_REQUIRED WORK_:
Below are the entries to retype; reproduce each one exactly.

(Dataset entries)
....
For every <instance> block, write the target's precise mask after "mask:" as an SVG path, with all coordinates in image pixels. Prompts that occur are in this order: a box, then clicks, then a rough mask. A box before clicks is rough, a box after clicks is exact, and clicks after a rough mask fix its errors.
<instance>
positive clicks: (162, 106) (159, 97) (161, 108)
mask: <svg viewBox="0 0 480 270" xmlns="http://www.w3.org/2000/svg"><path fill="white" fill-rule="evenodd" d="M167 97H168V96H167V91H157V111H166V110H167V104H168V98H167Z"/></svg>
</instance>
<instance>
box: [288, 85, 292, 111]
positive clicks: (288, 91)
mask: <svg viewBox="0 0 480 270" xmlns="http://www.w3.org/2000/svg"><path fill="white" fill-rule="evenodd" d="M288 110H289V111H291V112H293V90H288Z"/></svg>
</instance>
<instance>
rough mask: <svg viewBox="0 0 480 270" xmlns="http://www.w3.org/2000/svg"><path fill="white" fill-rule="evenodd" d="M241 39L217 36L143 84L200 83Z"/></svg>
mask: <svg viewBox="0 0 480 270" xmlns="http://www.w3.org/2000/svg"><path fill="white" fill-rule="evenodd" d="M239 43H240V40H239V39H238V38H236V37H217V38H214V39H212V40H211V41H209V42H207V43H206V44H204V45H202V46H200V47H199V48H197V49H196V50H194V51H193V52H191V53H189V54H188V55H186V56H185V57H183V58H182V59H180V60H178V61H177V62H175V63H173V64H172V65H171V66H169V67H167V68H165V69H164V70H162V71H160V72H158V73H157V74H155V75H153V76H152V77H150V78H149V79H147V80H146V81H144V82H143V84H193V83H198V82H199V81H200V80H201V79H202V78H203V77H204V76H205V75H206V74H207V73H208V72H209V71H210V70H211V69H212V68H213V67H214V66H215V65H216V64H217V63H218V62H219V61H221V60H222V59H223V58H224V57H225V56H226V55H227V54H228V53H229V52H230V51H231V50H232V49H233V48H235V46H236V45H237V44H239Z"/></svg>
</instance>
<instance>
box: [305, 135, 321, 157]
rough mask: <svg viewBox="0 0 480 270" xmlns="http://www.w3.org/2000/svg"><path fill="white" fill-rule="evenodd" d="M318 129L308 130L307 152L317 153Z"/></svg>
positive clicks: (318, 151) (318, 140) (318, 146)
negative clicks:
....
_SOLVED PROBLEM_:
For every <instance> block, write the target's precise mask after "mask:" as an SVG path, with all coordinates in image pixels. Prompts that occur are in this order: a box, then clicks, then a rough mask. A box before clicks is rough, a box after clicks is exact, and clicks after a rough mask fix its errors.
<instance>
positive clicks: (162, 106) (159, 97) (161, 108)
mask: <svg viewBox="0 0 480 270" xmlns="http://www.w3.org/2000/svg"><path fill="white" fill-rule="evenodd" d="M167 97H168V96H167V91H157V111H166V110H167V104H168V98H167Z"/></svg>
</instance>
<instance>
box: [288, 85, 292, 111]
positive clicks: (288, 91)
mask: <svg viewBox="0 0 480 270" xmlns="http://www.w3.org/2000/svg"><path fill="white" fill-rule="evenodd" d="M288 110H289V111H291V112H293V90H288Z"/></svg>
</instance>
<instance>
rough mask: <svg viewBox="0 0 480 270" xmlns="http://www.w3.org/2000/svg"><path fill="white" fill-rule="evenodd" d="M241 39L217 36L143 84L200 83Z"/></svg>
mask: <svg viewBox="0 0 480 270" xmlns="http://www.w3.org/2000/svg"><path fill="white" fill-rule="evenodd" d="M239 43H240V40H239V39H238V38H236V37H217V38H214V39H212V40H211V41H209V42H207V43H206V44H204V45H202V46H200V47H199V48H197V49H196V50H194V51H193V52H191V53H189V54H188V55H186V56H185V57H183V58H182V59H180V60H178V61H177V62H175V63H173V64H172V65H171V66H169V67H167V68H165V69H164V70H162V71H160V72H158V73H157V74H155V75H153V76H152V77H150V78H149V79H147V80H146V81H144V82H143V84H193V83H198V82H199V81H200V80H201V79H202V78H203V77H204V76H205V75H206V74H207V73H208V72H209V71H210V70H211V69H212V68H213V67H214V66H215V65H216V64H217V63H218V62H219V61H221V60H222V59H223V58H224V57H225V56H226V55H227V54H228V53H229V52H230V51H231V50H232V49H233V48H235V46H236V45H237V44H239Z"/></svg>
</instance>
<instance>
box: [305, 135, 321, 157]
rough mask: <svg viewBox="0 0 480 270" xmlns="http://www.w3.org/2000/svg"><path fill="white" fill-rule="evenodd" d="M318 129L308 130L307 152L317 153Z"/></svg>
positive clicks: (318, 151) (318, 140) (318, 146)
negative clicks:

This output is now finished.